» Problema a resolver: Reproduce sin cambios el pasaje de la reseña sobre la primera Cruzada desde "La primera Cruzada es" hasta "poder y tierras.".

Jay Rubenstein
(Barcelona, Ediciones de Pasado y Presente, 2012)
Antonio Joaquín González
Jay Rubenstein se aproxima a la historia de la primera Cruzada desde las creencias en un apocalipsis inmediato que habría de realizar la definitiva llegada de la Jerusalén Celestial. Leyendo las circunstancias que acompañaron la peregrinación de los cruzados, bien puede concluirse que, en cierta forma, esa hecatombe que debía ser el último tiempo llega a realizarse. Así, el autor nos recuerda algunos fragmentos de los relatados por escritores del siglo XII; entre otros, la entrada de los cruzados en el Templo de Salomón
“Al relatar la matanza en el Monte del Templo (o el Noble Santuario), los historiadores alcanzaron nuevas cotas literarias: <Nuestros peregrinos entraron en la ciudad, persiguiendo y matando sarracenos hasta llegar al Templo de Salomón, donde se reunieron y donde los sarracenos libraron un duro combate contra nuestros hombres durante todo el día, hasta tal punto que su sangre corría por todo el templo>. Esta imagen, la de los cristianos pisoteando riachuelos de sangre enemiga, persiguió a los escritores del siglo XII, e intentaron mejorarla más todavía”.
La primera Cruzada es un movimiento espiritual en sus inicios. Aunque no haya que negar las bases socioeconómicas que en otros momentos de la historiografía son las fundamentales; está claro que la invasión de Tierra Santa por parte de los europeos occidentales fue guiada por unos principios religiosos, desde la convocatoria de Urbano II y Pedro el Ermitaño hasta una necesaria búsqueda de la trascendencia de la orden caballeresca, guiada, hasta el momento, exclusivamente por el deseo de poder y tierras.

» Filas:
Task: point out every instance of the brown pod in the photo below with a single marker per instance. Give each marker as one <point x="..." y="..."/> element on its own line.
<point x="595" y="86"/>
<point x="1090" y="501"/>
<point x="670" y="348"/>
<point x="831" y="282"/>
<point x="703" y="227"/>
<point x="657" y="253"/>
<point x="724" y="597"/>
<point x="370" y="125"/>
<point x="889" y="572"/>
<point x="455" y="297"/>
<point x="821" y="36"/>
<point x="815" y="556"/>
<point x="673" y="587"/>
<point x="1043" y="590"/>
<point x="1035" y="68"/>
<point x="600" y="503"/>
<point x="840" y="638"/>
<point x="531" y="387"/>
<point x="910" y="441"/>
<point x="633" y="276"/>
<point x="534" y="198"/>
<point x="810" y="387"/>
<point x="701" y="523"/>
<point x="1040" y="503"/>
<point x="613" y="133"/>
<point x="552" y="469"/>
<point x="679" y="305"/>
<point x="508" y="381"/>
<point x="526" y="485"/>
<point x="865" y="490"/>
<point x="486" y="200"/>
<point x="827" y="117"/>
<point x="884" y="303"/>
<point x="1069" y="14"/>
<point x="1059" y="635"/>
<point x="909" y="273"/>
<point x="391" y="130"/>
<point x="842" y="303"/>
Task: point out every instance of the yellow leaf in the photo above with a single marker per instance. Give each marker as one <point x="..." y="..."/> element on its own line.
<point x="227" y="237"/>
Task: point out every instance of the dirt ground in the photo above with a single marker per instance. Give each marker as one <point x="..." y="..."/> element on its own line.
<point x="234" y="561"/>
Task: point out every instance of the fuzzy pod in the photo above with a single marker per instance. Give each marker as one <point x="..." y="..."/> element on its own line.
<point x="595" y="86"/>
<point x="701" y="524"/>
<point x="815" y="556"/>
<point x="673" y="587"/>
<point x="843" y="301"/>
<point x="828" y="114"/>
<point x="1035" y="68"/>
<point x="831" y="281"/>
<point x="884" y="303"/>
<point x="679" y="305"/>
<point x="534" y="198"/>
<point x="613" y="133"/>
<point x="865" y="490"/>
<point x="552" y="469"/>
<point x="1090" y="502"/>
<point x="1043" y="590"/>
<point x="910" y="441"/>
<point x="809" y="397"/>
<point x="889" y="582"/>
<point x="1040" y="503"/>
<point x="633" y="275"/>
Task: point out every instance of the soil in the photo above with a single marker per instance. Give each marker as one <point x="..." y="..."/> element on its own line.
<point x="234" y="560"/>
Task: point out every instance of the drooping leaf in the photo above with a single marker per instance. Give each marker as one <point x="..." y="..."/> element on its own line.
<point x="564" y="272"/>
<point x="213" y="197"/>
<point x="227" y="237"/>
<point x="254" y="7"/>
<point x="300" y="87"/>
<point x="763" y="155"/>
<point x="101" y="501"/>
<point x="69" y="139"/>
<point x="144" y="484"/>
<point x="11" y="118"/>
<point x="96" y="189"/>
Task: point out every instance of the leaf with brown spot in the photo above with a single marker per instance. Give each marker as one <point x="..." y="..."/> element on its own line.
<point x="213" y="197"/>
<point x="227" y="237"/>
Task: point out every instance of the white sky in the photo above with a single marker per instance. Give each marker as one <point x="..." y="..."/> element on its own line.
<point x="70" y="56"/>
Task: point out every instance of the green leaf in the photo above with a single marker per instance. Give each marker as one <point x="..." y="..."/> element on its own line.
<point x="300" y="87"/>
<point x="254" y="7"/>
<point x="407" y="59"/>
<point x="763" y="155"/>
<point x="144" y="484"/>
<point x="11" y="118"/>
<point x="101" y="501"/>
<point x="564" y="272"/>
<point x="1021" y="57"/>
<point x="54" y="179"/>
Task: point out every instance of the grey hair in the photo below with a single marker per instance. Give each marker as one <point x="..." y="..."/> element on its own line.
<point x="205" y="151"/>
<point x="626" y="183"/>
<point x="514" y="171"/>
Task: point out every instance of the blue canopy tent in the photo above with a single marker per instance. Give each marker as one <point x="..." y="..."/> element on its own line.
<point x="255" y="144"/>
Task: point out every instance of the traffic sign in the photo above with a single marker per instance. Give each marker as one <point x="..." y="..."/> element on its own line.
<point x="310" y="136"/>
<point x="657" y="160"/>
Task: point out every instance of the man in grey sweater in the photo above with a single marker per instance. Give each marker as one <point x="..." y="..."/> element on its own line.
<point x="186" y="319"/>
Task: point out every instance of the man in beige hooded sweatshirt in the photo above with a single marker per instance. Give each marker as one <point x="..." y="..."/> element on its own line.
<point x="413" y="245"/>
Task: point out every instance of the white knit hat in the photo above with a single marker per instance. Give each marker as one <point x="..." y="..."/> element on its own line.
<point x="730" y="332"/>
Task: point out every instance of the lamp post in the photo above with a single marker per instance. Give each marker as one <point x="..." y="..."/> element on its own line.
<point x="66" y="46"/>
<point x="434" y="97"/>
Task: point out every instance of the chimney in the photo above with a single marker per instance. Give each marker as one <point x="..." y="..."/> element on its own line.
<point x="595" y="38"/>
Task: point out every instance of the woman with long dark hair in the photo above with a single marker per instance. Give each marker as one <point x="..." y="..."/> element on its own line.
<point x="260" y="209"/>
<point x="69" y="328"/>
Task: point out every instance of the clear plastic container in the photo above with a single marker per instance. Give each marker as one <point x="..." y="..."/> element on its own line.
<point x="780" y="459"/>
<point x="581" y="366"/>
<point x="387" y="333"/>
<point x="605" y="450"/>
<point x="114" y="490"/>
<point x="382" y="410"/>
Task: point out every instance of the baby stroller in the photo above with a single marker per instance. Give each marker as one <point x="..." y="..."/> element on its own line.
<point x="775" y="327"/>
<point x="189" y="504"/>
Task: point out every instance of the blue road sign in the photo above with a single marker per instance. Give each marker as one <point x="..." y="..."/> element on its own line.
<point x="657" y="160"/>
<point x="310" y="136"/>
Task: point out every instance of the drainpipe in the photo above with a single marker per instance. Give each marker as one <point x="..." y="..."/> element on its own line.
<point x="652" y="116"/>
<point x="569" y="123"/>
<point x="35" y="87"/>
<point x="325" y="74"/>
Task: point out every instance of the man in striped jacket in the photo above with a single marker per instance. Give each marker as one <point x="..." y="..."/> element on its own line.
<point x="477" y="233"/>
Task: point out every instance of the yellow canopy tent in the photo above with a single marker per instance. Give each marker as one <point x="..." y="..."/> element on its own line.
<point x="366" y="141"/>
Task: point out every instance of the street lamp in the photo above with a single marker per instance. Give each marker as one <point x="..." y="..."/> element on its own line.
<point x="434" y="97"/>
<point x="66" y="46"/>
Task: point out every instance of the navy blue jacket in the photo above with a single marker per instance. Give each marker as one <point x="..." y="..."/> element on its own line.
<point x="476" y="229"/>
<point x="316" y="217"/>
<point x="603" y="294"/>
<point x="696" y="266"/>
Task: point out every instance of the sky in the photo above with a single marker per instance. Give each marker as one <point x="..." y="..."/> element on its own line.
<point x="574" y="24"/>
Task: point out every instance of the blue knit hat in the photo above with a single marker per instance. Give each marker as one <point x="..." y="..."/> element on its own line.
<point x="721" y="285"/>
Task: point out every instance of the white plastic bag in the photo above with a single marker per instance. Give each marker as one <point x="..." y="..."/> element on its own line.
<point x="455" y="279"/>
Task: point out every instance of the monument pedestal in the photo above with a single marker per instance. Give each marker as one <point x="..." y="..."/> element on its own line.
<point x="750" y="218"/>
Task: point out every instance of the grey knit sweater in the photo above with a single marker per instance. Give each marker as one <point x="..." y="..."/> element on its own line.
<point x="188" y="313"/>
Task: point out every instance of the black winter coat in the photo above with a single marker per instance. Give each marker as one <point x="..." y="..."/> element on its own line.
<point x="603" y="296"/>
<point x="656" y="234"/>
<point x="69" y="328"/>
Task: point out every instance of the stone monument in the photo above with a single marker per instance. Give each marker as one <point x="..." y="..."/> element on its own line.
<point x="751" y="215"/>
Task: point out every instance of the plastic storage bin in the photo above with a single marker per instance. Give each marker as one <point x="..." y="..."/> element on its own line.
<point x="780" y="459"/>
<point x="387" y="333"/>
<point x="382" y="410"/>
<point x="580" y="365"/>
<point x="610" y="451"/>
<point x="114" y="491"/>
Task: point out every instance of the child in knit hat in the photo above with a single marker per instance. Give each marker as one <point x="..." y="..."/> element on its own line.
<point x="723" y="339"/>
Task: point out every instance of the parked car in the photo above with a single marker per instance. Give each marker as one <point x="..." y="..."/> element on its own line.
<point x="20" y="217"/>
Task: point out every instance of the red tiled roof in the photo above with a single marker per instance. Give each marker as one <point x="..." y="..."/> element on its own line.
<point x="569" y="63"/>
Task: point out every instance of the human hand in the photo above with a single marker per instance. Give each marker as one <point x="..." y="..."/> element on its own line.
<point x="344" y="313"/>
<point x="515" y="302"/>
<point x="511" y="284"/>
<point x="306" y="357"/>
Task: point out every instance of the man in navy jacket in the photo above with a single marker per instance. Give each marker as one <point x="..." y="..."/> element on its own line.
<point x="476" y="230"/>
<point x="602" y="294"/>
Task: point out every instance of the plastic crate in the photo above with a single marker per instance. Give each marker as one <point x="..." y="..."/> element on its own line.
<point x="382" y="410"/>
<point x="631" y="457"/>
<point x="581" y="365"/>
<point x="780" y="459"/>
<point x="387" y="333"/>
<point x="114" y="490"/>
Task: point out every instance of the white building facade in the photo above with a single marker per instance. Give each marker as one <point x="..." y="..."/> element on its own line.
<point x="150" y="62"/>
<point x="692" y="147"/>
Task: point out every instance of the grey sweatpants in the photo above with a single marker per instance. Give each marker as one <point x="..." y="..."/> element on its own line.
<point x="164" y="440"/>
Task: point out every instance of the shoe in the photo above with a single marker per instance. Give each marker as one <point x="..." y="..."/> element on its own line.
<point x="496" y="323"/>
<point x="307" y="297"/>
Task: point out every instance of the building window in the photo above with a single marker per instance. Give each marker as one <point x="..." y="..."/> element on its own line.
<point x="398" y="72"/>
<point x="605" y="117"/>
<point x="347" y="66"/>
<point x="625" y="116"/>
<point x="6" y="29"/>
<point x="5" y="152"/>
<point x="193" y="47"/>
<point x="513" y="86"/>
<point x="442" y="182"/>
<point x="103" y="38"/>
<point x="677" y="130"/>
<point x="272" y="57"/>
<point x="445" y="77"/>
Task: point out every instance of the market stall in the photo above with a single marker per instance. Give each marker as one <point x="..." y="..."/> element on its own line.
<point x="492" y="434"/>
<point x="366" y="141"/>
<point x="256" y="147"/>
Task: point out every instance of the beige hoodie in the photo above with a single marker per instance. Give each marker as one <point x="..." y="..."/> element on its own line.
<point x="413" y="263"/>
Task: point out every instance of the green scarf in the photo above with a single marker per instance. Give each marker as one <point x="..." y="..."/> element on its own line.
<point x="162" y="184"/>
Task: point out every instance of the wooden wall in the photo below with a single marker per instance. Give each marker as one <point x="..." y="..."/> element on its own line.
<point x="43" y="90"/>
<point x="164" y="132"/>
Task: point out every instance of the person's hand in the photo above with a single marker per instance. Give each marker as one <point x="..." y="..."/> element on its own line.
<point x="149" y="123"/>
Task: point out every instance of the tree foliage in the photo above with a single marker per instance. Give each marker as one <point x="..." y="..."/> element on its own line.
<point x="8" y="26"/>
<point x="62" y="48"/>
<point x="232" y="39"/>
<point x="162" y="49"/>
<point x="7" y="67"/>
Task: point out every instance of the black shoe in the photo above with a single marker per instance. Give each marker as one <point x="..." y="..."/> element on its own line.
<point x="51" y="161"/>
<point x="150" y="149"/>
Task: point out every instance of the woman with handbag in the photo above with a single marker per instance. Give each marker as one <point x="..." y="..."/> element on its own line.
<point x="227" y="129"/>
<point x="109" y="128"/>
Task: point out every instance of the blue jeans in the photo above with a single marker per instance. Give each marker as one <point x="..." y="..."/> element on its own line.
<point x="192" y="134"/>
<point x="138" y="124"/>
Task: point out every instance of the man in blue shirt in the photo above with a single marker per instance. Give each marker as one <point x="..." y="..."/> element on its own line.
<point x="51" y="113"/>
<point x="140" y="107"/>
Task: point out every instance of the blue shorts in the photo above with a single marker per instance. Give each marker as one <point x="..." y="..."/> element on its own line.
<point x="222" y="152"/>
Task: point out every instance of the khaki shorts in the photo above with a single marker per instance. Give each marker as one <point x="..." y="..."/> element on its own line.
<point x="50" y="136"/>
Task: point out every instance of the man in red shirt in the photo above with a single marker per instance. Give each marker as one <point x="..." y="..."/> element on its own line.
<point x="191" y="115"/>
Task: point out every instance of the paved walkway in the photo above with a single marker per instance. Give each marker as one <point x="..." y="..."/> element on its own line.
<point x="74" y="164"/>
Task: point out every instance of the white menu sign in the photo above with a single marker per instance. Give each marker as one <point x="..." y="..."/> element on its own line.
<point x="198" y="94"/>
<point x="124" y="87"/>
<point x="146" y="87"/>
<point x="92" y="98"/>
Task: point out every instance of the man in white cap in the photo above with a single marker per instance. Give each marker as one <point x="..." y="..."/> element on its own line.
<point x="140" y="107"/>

» Solución propuesta:
La primera Cruzada es un movimiento espiritual en sus inicios. Aunque no haya que negar las bases socioeconómicas que en otros momentos de la historiografía son las fundamentales; está claro que la invasión de Tierra Santa por parte de los europeos occidentales fue guiada por unos principios religiosos, desde la convocatoria de Urbano II y Pedro el Ermitaño hasta una necesaria búsqueda de la trascendencia de la orden caballeresca, guiada, hasta el momento, exclusivamente por el deseo de poder y tierras.